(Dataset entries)
┌──

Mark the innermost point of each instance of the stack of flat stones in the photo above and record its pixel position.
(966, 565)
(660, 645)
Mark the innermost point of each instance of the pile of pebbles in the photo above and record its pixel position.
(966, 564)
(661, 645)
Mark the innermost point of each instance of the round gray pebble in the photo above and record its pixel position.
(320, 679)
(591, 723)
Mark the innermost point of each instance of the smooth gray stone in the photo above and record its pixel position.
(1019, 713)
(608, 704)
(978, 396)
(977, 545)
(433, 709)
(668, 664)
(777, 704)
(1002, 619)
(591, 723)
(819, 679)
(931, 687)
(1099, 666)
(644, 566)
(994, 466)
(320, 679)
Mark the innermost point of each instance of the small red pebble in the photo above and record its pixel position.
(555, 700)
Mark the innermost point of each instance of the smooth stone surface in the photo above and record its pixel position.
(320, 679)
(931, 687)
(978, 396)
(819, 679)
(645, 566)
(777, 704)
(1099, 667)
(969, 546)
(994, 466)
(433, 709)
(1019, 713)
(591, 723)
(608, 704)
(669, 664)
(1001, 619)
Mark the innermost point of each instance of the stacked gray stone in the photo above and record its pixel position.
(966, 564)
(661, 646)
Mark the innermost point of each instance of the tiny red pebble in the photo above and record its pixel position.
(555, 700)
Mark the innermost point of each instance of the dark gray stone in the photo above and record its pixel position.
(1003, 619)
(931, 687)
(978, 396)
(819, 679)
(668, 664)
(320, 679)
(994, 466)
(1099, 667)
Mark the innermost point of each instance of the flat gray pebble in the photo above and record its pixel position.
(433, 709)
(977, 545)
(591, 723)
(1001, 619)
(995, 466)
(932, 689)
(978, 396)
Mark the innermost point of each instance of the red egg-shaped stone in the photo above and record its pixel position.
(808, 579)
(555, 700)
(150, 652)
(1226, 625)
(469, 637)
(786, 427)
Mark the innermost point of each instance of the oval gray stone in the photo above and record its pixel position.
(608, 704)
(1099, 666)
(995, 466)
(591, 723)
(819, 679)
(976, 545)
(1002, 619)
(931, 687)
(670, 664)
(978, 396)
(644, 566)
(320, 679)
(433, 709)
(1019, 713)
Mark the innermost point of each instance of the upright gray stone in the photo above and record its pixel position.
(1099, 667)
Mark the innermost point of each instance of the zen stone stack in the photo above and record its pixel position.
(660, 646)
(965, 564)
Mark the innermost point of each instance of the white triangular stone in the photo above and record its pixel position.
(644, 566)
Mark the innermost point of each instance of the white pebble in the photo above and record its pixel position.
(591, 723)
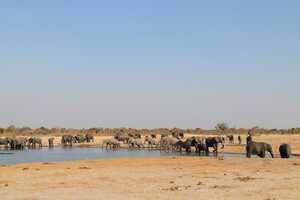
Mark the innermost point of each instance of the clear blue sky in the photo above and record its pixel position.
(150, 63)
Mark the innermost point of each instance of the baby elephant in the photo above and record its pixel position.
(285, 151)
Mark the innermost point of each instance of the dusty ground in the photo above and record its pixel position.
(154, 178)
(275, 140)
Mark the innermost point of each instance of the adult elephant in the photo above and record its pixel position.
(230, 139)
(17, 143)
(34, 141)
(79, 139)
(201, 145)
(111, 144)
(151, 142)
(187, 144)
(135, 143)
(285, 150)
(67, 140)
(168, 143)
(213, 142)
(89, 138)
(4, 141)
(122, 137)
(259, 148)
(51, 142)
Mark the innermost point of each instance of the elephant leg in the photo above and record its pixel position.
(271, 152)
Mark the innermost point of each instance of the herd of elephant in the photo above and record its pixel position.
(173, 142)
(201, 145)
(20, 143)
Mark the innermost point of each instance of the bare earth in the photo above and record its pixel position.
(159, 178)
(275, 140)
(154, 178)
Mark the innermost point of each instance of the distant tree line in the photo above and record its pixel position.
(220, 129)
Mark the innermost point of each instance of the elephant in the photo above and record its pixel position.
(79, 139)
(17, 143)
(151, 142)
(230, 139)
(178, 135)
(67, 140)
(111, 144)
(201, 145)
(259, 148)
(285, 150)
(190, 142)
(4, 141)
(135, 143)
(240, 139)
(248, 139)
(168, 143)
(89, 138)
(213, 142)
(122, 137)
(51, 142)
(33, 141)
(135, 136)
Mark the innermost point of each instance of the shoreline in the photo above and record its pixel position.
(154, 178)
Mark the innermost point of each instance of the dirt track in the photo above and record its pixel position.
(154, 178)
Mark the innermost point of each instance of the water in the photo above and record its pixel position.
(83, 153)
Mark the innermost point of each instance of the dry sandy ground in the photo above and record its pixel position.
(275, 140)
(173, 178)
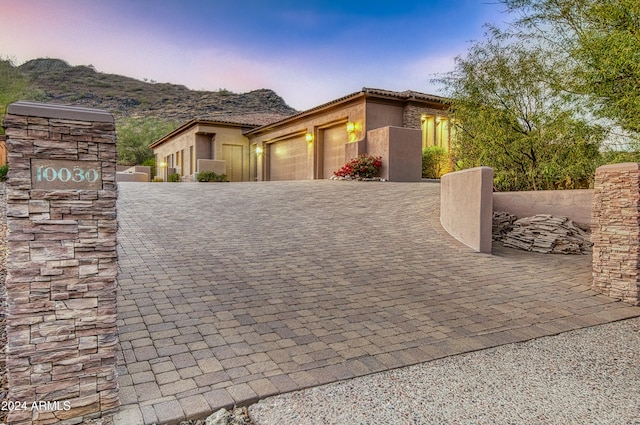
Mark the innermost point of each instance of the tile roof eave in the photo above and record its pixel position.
(197, 121)
(365, 92)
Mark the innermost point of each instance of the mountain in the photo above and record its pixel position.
(56, 81)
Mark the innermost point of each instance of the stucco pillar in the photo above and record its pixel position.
(62, 263)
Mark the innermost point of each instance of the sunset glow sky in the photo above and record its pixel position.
(309, 52)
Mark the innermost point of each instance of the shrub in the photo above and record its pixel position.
(210, 176)
(364, 166)
(435, 162)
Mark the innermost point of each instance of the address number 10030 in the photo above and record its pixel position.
(64, 174)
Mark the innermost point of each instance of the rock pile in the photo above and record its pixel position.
(502, 224)
(547, 234)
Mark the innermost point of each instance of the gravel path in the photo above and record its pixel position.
(588, 376)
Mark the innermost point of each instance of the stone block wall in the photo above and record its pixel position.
(62, 263)
(615, 232)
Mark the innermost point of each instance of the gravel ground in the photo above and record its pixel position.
(588, 376)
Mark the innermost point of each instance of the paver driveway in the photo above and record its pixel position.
(233, 292)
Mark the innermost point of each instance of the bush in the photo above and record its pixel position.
(435, 162)
(210, 176)
(4, 169)
(364, 166)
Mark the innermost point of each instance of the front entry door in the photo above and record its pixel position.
(233, 155)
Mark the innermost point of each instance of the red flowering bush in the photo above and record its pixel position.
(364, 166)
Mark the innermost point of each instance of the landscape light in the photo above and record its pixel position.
(351, 126)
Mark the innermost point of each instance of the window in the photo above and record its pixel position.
(435, 131)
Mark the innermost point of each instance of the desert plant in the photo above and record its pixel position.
(4, 169)
(210, 176)
(364, 166)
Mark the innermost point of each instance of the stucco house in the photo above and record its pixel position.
(311, 144)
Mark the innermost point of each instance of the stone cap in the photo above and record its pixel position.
(49, 110)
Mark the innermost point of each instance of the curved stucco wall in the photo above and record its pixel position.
(466, 206)
(132, 177)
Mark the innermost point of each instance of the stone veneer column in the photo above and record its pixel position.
(616, 232)
(61, 264)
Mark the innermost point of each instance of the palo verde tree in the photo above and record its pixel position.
(597, 42)
(135, 135)
(509, 114)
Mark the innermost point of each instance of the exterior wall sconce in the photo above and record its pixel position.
(351, 127)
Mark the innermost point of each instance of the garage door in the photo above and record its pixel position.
(288, 160)
(333, 141)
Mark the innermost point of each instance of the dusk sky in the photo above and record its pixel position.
(309, 51)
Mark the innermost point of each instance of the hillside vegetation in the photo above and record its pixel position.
(54, 80)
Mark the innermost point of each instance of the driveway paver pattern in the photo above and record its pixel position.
(233, 292)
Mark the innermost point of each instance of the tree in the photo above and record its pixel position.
(599, 42)
(136, 134)
(508, 113)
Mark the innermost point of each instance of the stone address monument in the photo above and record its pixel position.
(62, 264)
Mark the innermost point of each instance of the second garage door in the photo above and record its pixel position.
(288, 160)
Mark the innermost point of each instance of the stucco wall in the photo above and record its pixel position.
(203, 149)
(466, 206)
(400, 151)
(575, 204)
(382, 115)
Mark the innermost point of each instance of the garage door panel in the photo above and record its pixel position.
(333, 141)
(288, 160)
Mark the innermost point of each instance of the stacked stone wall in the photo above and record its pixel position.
(616, 232)
(61, 265)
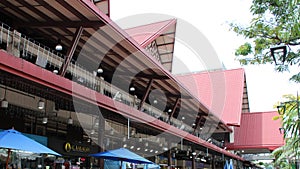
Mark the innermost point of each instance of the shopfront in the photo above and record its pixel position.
(74, 154)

└──

» Required action
Give the records back verbatim, pictures excluded.

» Answer space
Mark the innermost point of each instance of the stack of flat stones in the photo above and record its pixel position.
(966, 565)
(660, 645)
Mark the innermost point of each instance of the pile of pebbles in the photo above and record its pixel position.
(966, 564)
(661, 645)
Mark the innermost point of each instance of the round gray pebble in the photo above and record its pixel position.
(320, 679)
(591, 723)
Mark the innermost point of each instance of the smooth gray stone in the photo above and record its pixel position.
(1019, 713)
(608, 704)
(978, 396)
(977, 545)
(433, 709)
(668, 664)
(777, 704)
(1002, 619)
(591, 723)
(819, 679)
(931, 687)
(1099, 666)
(644, 566)
(994, 466)
(320, 679)
Mark the innermost point of each instance of the small red pebble in the photo above and record its pixel position.
(555, 700)
Mark the innermost point of each instance of the smooth stone surface in the photo above and record its pixel position.
(320, 679)
(931, 687)
(978, 396)
(819, 679)
(645, 566)
(777, 704)
(1099, 667)
(969, 546)
(994, 466)
(433, 709)
(1019, 713)
(591, 723)
(608, 704)
(669, 664)
(1001, 619)
Mark the innermost point of each instance of the stacked gray stone in the photo above and record its pixel position.
(966, 564)
(661, 646)
Mark the innermost point of each instance of the tiny red pebble in the photo above and record its pixel position.
(555, 700)
Mark the innermost point of each instance of the dark gray stone in the photo above and record its pixel position.
(1003, 619)
(931, 687)
(978, 396)
(819, 679)
(668, 664)
(320, 679)
(994, 466)
(1099, 667)
Mark the innermost point of each instance of the flat gray pebble in the photo above and record its pixel position.
(433, 709)
(977, 545)
(591, 723)
(1001, 619)
(995, 466)
(932, 689)
(978, 396)
Mark the innermost point of each instance of the red egg-shaped stone in the photo above and record its pixel position.
(808, 579)
(555, 700)
(150, 652)
(1226, 625)
(469, 637)
(786, 427)
Mark the innermost point of each instance of the oval gray stone in the photo above and record its pixel position.
(608, 704)
(1099, 666)
(995, 466)
(591, 723)
(819, 679)
(976, 545)
(1002, 619)
(931, 687)
(670, 664)
(978, 396)
(644, 566)
(320, 679)
(433, 709)
(1019, 713)
Mark the innermost point of each instance of the upright gray stone in the photo above and record its pixel position.
(1099, 667)
Mark the innermost point of each instance of the zen stone stack in the photo above and record its pixel position.
(660, 646)
(965, 564)
Mark the innermost point of each instance of the white triangular stone in the photo above and record its pixel position.
(644, 566)
Mark the innermost point of each instance of the white pebble in the photo above and record its pixel position.
(591, 723)
Mark the innermost point of each instance of the clear blue sky in the photo above and record its pixel position.
(150, 63)
Mark the innermost point of each instance of the baby elephant in the photo above and record its pixel position.
(285, 151)
Mark the innermost point of each instance of the dusty ground in the photo above and record its pixel position.
(154, 178)
(275, 140)
Mark the innermost point of each instance of the adult elephant in the photo above and record its pixel position.
(230, 139)
(17, 143)
(34, 141)
(79, 139)
(201, 145)
(111, 144)
(151, 142)
(187, 144)
(135, 143)
(285, 150)
(67, 140)
(168, 143)
(213, 142)
(89, 138)
(4, 141)
(122, 137)
(259, 148)
(51, 142)
Mark the innermost point of each instance of the elephant leg in the photo above and record its pixel position.
(271, 152)
Mark the innermost point of each instance of the herd of elephant in the photo above and record its pixel position.
(173, 142)
(201, 145)
(20, 143)
Mark the innermost point of each instance of the bare earth in the photo above and record its pixel position.
(159, 178)
(275, 140)
(154, 178)
Mark the innermost point of each instance of the distant tree line in the photo above and record its pixel position.
(220, 129)
Mark the innermost point of each instance of the elephant in the photo above and record its pixel position.
(79, 139)
(17, 143)
(151, 142)
(230, 139)
(178, 135)
(67, 140)
(111, 144)
(201, 145)
(259, 148)
(285, 150)
(190, 142)
(4, 141)
(135, 143)
(240, 139)
(248, 139)
(168, 143)
(89, 138)
(213, 142)
(122, 137)
(51, 142)
(33, 141)
(135, 136)
Mark the innermost point of each instance of the shoreline in the photo above and record its pixel position.
(154, 178)
Mark the innermost point of each instance of the dirt track in the photo above and record its pixel position.
(154, 178)
Mark the innermost point of each instance of the water in the photo above and record its pixel position.
(83, 153)
Mark the innermost point of each instance of the dry sandy ground in the photo above and record its pixel position.
(275, 140)
(173, 178)
Mark the innermost point of each instance of the tile roof eave in the photo above and record its pixel position.
(197, 121)
(365, 92)
Mark the innermost point of each instance of the mountain in the photo above and record its pixel position.
(56, 81)
Mark the innermost point of each instance of the stucco pillar in the photo above and record its pixel position.
(62, 263)
Mark the innermost point of each instance of the sunset glow sky in the photo above and record its pixel position.
(309, 52)
Mark the innermost point of each instance of the shrub in the photo above and record its pixel position.
(210, 176)
(364, 166)
(435, 162)
Mark the innermost point of each instance of the address number 10030 in the photo above and record its pixel position.
(64, 174)
Mark the innermost point of each instance of the rock pile in the photo above and record its pixel position.
(502, 224)
(547, 234)
Mark the innermost point of each instance of the gravel path in the photo above and record its pixel position.
(588, 376)
Mark the innermost point of each instance of the stone block wall in the photo above and record its pixel position.
(62, 263)
(615, 232)
Mark the innermost point of each instance of the gravel ground in the photo above and record its pixel position.
(588, 376)
Mark the innermost point of each instance of the paver driveway in the photo above and record its pixel position.
(233, 292)
Mark the innermost point of each instance of the bush in the photo above and record its pixel position.
(435, 162)
(210, 176)
(4, 169)
(364, 166)
Mark the innermost point of each instance of the front entry door in the photo above and record its pixel position.
(233, 155)
Mark the innermost point of each instance of the red flowering bush in the photo above and record its pixel position.
(364, 166)
Mark the innermost point of each instance of the landscape light in the photo above and record its pixel position.
(351, 126)
Mark the innermost point of each instance of the window in the photo above and record its pixel position.
(435, 131)
Mark the innermost point of each instance of the desert plant in the photo above and record its pixel position.
(4, 169)
(210, 176)
(364, 166)
Mark the innermost point of each instance of the stucco house in the photo above and record its pixel position.
(311, 144)
Mark the innermost point of each instance of the stone cap in the photo above and record its pixel position.
(49, 110)
Mark the innermost point of each instance of the curved stucco wall in the photo above and record its pixel position.
(466, 206)
(132, 177)
Mark the innermost point of each instance of the stone veneer column in the photo above and record its pixel position.
(616, 232)
(61, 264)
Mark the innermost point of each instance of the palo verde tree in the photo above and record its pixel position.
(597, 42)
(135, 135)
(509, 114)
Mark the innermost point of each instance of the exterior wall sconce in the photo above and record its pixel position.
(351, 127)
Mark the innermost point of each instance of the garage door in the photo above and record its pixel position.
(288, 160)
(333, 141)
Mark the innermost point of each instance of the dusk sky in the photo above and record its pixel position.
(309, 51)
Mark the innermost point of each instance of the hillside vegetation in the photo above and record its pixel position.
(54, 80)
Mark the innermost point of each instance of the driveway paver pattern in the photo above and record its pixel position.
(233, 292)
Mark the innermost point of each instance of the tree in the photo above and record its pixel position.
(599, 42)
(136, 134)
(508, 113)
Mark the innermost point of each instance of the stone address monument in the photo above and record its pixel position.
(62, 264)
Mark the innermost point of each instance of the second garage door in the photo above and record its pixel position.
(288, 160)
Mark the innermost point of each instance of the stucco wall in the photo above and record its pixel position.
(203, 149)
(466, 206)
(400, 151)
(575, 204)
(382, 115)
Mark the innermost point of each instance of the garage door panel in the photo above and record its pixel position.
(333, 141)
(288, 160)
Mark the innermost point of each instance of the stacked stone wall in the photo above and record its pixel position.
(616, 232)
(61, 265)
Mark the innermost point of each instance of the shopfront in the photo above and record its pixel position.
(74, 154)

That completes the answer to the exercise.